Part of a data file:
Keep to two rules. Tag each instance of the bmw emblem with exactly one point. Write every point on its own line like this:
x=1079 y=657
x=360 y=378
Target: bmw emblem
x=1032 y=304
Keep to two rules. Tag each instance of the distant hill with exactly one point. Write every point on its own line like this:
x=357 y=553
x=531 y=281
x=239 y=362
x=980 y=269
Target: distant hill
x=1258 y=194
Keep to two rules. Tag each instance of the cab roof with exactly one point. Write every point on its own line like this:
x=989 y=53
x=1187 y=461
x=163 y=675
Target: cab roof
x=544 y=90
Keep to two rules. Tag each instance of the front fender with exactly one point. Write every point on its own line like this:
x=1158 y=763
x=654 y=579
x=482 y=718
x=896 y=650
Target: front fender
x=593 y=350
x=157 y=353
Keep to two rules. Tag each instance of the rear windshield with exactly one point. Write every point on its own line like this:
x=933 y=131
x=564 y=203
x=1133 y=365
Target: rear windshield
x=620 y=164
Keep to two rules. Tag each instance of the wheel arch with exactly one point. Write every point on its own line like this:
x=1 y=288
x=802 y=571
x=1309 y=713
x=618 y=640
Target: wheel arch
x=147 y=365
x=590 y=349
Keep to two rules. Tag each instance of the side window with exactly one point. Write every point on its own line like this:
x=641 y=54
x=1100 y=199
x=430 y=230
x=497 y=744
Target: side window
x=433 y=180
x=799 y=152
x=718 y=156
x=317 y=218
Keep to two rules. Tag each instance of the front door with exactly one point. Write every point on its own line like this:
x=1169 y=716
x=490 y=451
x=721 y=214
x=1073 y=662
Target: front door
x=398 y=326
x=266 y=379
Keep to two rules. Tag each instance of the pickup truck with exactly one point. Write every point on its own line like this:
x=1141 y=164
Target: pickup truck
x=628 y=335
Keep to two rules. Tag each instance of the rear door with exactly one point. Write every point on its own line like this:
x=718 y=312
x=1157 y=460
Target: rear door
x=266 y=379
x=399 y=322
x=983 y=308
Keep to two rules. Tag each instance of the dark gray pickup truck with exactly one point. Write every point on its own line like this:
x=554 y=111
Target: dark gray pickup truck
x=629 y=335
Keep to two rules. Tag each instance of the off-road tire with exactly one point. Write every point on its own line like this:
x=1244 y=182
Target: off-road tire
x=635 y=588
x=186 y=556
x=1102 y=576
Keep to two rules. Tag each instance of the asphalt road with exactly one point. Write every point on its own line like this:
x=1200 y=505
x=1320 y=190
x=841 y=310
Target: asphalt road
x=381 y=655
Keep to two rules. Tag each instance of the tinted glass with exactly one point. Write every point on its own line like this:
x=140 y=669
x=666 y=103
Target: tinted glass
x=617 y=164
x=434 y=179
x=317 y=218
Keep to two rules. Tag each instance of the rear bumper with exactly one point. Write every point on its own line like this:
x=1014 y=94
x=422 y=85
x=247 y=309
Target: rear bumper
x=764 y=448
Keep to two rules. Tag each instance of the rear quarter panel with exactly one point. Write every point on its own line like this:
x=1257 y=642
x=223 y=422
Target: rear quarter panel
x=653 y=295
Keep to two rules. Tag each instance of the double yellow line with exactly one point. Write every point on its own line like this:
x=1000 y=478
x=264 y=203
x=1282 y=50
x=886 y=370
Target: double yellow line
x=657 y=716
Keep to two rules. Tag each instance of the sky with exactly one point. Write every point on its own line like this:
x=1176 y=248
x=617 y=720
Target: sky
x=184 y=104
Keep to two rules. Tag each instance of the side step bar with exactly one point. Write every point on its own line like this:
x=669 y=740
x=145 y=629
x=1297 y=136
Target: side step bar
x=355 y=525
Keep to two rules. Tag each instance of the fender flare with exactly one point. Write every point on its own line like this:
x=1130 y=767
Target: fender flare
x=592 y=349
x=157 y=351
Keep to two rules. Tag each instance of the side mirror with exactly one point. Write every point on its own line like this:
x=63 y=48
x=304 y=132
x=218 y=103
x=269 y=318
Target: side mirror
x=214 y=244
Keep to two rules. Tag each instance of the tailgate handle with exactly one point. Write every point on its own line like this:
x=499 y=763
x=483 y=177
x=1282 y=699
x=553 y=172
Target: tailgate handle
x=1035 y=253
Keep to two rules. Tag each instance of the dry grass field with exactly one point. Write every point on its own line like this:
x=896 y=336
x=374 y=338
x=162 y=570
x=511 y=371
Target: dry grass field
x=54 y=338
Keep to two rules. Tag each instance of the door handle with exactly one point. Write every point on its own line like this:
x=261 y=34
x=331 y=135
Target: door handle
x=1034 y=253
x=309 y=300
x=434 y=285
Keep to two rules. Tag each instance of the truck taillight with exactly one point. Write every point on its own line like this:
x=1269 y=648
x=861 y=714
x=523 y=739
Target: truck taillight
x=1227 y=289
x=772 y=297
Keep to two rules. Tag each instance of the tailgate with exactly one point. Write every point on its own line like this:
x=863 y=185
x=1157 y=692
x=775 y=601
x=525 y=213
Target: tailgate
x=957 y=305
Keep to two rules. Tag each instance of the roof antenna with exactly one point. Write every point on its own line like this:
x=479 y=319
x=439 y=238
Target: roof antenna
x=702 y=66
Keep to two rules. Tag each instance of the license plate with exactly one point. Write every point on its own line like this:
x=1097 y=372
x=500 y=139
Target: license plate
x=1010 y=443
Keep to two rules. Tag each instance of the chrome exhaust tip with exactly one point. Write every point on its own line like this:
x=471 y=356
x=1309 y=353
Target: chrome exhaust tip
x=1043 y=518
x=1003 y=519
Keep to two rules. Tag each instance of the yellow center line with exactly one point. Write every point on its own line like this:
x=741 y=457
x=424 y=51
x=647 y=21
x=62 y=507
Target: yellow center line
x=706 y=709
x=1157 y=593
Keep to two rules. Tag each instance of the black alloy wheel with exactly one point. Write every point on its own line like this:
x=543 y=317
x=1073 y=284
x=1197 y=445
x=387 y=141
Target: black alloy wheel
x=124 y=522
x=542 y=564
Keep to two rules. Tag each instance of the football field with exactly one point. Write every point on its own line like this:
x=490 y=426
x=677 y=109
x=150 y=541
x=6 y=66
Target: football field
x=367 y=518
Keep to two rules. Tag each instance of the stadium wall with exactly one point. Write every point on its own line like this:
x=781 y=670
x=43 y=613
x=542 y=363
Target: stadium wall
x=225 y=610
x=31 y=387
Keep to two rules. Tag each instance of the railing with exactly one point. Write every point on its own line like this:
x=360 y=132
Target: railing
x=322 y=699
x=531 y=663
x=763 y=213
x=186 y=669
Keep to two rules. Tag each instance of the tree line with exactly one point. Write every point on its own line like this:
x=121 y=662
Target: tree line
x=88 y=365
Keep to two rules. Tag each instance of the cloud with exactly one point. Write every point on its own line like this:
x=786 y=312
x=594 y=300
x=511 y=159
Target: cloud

Instructions for the task -> Update the stretch of the listing from the line that contains "Keep to two rules. Tag each instance of the door" through the line that contains "x=772 y=297" by changing "truck taillight" to "rear light" and leaving everything else as it is. Return only those lines.

Output for this task ->
Keep to two rules. Tag each instance of the door handle with exactly one point. Write every point on its own line like this:
x=261 y=34
x=331 y=135
Target: door handle
x=1034 y=253
x=309 y=300
x=434 y=285
Keep to two rules. Tag each instance of the rear light with exactly one point. Write every point on its own line like this:
x=1269 y=648
x=861 y=714
x=523 y=739
Target: rear light
x=1227 y=289
x=772 y=297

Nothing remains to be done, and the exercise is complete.